● Task prompt
Give back, word for word, the lines in the listing below from the one holding "You are asked" down to the one holding "negative clicks: (834, 529) (762, 535)", both ends included.

--------------------------------------------------

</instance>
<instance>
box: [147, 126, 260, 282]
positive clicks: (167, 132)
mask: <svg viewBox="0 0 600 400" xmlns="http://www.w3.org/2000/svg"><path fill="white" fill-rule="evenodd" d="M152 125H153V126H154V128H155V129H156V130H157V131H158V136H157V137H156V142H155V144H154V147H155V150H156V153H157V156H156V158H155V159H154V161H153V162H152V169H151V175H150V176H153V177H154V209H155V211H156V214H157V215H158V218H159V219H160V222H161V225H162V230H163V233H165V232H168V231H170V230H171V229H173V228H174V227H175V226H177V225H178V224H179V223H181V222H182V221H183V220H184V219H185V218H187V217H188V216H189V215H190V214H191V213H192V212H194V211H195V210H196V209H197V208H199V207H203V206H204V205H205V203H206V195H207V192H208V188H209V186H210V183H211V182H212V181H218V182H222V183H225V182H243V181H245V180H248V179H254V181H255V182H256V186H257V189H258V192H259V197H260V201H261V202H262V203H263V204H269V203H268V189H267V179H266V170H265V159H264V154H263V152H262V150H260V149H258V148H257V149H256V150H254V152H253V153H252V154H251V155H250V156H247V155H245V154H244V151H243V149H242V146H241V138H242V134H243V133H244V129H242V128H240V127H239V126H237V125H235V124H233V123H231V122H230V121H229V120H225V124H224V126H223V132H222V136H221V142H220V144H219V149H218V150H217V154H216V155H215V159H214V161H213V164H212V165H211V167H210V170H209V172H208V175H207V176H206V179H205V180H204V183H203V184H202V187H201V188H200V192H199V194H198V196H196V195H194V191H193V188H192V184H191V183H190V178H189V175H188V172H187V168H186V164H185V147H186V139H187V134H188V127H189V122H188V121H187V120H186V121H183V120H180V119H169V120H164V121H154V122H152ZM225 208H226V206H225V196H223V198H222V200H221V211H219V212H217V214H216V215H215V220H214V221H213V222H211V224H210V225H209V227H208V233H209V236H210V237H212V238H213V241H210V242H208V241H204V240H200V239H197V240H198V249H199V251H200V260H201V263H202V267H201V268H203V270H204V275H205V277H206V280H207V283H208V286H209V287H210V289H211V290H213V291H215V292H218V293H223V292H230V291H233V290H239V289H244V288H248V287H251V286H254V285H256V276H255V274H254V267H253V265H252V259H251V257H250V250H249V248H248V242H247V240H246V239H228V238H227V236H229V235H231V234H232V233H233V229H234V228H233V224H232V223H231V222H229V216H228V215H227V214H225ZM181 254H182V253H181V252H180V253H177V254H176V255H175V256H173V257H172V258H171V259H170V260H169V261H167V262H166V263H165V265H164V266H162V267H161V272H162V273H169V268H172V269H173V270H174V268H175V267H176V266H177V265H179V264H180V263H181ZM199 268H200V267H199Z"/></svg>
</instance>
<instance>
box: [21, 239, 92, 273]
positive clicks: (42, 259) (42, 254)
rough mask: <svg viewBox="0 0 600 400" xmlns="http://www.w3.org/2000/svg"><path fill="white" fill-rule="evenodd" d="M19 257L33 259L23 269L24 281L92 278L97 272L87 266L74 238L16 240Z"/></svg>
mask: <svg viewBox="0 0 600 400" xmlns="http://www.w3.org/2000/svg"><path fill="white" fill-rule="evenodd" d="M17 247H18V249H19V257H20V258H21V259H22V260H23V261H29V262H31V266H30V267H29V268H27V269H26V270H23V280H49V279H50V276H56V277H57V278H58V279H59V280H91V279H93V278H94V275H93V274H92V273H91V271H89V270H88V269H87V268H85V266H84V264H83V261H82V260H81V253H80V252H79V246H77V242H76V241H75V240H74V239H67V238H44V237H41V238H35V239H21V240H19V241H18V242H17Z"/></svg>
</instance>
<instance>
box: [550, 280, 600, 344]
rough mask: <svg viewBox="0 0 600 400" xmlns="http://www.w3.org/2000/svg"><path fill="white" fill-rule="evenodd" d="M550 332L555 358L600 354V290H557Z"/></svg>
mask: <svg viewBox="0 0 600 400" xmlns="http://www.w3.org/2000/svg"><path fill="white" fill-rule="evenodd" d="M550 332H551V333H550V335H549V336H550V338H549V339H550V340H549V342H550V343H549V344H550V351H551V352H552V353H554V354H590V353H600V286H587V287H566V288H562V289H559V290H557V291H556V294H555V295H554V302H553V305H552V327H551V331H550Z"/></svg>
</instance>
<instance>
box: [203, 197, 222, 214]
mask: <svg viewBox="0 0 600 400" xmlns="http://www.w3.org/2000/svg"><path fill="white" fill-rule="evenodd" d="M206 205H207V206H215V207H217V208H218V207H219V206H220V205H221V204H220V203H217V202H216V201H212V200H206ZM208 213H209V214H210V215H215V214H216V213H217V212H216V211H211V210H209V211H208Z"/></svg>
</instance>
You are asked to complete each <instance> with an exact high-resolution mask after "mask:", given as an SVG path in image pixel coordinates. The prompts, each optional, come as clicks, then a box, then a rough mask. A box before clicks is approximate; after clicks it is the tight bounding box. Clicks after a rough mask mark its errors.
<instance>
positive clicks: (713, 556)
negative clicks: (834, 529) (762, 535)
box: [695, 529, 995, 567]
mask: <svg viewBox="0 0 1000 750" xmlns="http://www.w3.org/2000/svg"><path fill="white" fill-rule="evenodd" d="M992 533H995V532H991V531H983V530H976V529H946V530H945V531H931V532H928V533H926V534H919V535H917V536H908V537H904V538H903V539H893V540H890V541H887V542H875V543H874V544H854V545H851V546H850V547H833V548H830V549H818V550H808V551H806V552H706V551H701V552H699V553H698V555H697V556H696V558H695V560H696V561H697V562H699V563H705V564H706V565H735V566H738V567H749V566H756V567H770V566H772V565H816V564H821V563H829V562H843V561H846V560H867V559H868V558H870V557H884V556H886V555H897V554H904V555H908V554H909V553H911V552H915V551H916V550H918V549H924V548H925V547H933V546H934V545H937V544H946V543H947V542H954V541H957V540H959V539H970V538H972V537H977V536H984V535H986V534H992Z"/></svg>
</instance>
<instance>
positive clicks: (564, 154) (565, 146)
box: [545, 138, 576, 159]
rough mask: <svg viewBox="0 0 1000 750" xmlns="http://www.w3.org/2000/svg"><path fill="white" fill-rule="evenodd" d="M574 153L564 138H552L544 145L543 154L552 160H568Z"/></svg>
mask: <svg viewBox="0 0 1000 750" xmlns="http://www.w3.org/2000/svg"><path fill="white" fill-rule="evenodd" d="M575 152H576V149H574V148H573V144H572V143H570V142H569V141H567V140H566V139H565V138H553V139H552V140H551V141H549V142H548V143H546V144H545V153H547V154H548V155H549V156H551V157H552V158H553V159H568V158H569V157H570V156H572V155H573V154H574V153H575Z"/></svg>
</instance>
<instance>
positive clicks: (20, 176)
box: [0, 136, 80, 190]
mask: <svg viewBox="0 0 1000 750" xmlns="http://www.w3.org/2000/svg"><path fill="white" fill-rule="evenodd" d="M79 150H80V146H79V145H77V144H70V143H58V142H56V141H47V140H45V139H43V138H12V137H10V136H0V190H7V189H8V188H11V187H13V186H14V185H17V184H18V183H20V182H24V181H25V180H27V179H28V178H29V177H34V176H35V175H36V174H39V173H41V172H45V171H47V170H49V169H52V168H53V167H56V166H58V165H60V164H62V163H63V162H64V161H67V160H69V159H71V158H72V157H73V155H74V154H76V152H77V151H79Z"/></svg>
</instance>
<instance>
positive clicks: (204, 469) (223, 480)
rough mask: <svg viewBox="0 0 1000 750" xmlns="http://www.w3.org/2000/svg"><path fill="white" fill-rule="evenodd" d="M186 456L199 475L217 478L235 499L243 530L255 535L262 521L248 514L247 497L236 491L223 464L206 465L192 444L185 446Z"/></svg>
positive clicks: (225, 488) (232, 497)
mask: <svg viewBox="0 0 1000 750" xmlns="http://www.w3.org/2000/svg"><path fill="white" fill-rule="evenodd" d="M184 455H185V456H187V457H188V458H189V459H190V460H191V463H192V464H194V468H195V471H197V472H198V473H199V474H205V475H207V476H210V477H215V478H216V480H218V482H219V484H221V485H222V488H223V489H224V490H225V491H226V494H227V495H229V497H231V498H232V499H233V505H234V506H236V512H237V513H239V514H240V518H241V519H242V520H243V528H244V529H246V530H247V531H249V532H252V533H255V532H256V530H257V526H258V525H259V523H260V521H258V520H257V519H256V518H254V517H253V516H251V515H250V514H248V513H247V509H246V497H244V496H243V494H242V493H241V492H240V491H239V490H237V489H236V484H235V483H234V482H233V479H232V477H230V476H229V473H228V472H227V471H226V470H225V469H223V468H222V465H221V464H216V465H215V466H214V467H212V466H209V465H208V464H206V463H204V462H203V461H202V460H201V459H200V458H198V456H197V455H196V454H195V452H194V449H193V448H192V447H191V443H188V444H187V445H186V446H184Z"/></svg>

--------------------------------------------------

● Worked solution
You are asked to complete each <instance> with an exact high-resolution mask after "mask:", given as an SVG path in image pixel coordinates. The prompts, each optional, come as clicks, then a box, then a rough mask. A box before clicks is approximate; after clicks it is the tight bounding box. Clicks after a rough mask mark its errors.
<instance>
positive clicks: (713, 556)
negative clicks: (834, 529) (762, 535)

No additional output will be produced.